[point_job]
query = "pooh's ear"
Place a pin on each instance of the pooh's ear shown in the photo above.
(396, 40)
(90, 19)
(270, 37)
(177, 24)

○ ○ ○ ○ ○ ○ ○

WORK TO DO.
Return every line of the entries above verbatim, with no characters added, removed, or altered.

RESULT OF THE TASK.
[point_job]
query = "pooh's ear"
Place a pin on each instance of the pooh's ear shown in the photo above.
(396, 40)
(90, 19)
(270, 37)
(177, 24)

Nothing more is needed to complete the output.